§ **Work instruction**
Starting with the first line, output the data exactly, through to the last line.
########################################
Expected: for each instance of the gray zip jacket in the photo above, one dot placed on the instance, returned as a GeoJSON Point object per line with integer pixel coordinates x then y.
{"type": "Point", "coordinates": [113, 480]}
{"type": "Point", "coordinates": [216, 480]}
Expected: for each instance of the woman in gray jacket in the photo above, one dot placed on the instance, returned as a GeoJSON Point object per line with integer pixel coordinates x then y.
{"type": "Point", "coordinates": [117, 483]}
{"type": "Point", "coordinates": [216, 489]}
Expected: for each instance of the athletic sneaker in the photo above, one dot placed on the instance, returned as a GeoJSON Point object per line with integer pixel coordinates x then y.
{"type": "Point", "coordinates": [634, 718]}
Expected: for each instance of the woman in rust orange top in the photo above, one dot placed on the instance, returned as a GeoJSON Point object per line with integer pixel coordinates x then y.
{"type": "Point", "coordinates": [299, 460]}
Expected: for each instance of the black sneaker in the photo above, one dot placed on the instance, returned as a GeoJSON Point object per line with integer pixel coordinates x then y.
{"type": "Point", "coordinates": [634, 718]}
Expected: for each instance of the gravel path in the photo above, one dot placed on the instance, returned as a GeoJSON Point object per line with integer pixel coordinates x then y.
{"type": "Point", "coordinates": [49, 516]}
########################################
§ **Answer box**
Expected: for each instance of the gray zip jacket in the photo above, one dot placed on the instance, returned as a GeoJSON Point object per line with integer pixel coordinates x then y.
{"type": "Point", "coordinates": [113, 480]}
{"type": "Point", "coordinates": [216, 480]}
Expected: for each instance of the woman in gray jacket in the photo above, one dot placed on the instance, returned as a GeoJSON Point object per line with integer pixel coordinates x then y.
{"type": "Point", "coordinates": [117, 483]}
{"type": "Point", "coordinates": [216, 489]}
Expected: for each instance of the athletic sneaker in the photo above, one dot placed on the instance, returned as a GeoJSON Point object per line with integer pixel coordinates x then y.
{"type": "Point", "coordinates": [634, 718]}
Expected: for each instance of the woman in rust orange top in the photo above, one dot placed on the instance, returned as a GeoJSON Point object per line with integer pixel coordinates x then y.
{"type": "Point", "coordinates": [299, 460]}
Expected: for each instance of the black sneaker in the photo above, one dot placed on the instance, returned as a GeoJSON Point object per line with integer pixel coordinates x then y.
{"type": "Point", "coordinates": [634, 718]}
Expected: for each instance of the gravel path in the photo above, one dot placed on the instance, returned as a GeoJSON Point object per line with integer pixel coordinates x then y.
{"type": "Point", "coordinates": [49, 516]}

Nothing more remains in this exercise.